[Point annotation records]
--- start ---

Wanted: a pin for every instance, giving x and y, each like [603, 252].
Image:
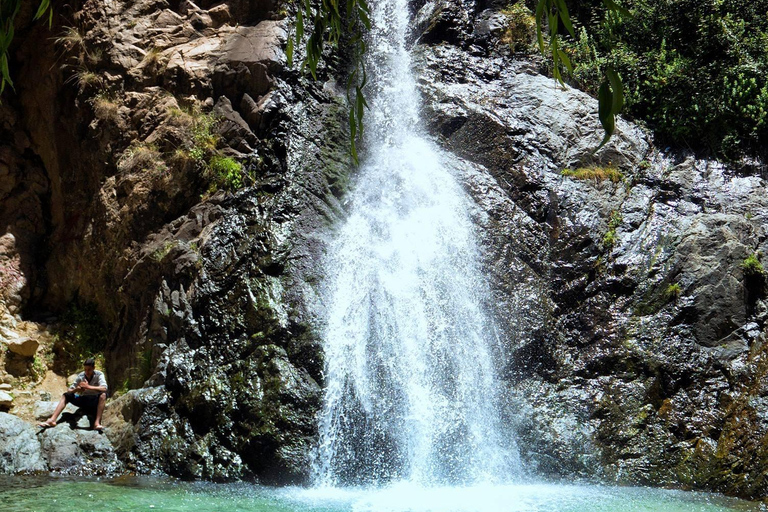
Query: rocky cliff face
[635, 339]
[636, 335]
[111, 200]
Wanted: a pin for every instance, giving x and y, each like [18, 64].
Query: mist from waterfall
[411, 390]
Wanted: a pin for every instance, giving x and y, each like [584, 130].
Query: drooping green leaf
[605, 112]
[299, 25]
[289, 52]
[562, 10]
[617, 88]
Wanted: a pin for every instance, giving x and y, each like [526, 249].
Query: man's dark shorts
[85, 402]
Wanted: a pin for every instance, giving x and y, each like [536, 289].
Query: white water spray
[411, 389]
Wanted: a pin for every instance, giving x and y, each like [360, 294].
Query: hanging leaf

--- end ---

Problem details ->
Pull every line out of the records above word for word, leaving out the pictures.

Task output ->
Wanted: a pin for every instance, giving x and y, each like [603, 252].
Image:
Query: rocky cliff face
[635, 339]
[636, 335]
[111, 200]
Wanted: a pin for every instance, giving x and y, each like [18, 64].
Query: mist from waterfall
[411, 390]
Wanted: a pin for every instance, giving x and y, each like [584, 130].
Query: drooping green leaf
[605, 112]
[299, 25]
[289, 52]
[562, 10]
[617, 88]
Wanted: a pin for every instance, giving x and y, each like [526, 249].
Query: man's dark shorts
[85, 402]
Wanted: a pin for every instance, giving x and y, each like [536, 289].
Query: white water spray
[411, 389]
Wanted: a pin for every instance, giving x and y, each like [360, 294].
Query: hanging leaf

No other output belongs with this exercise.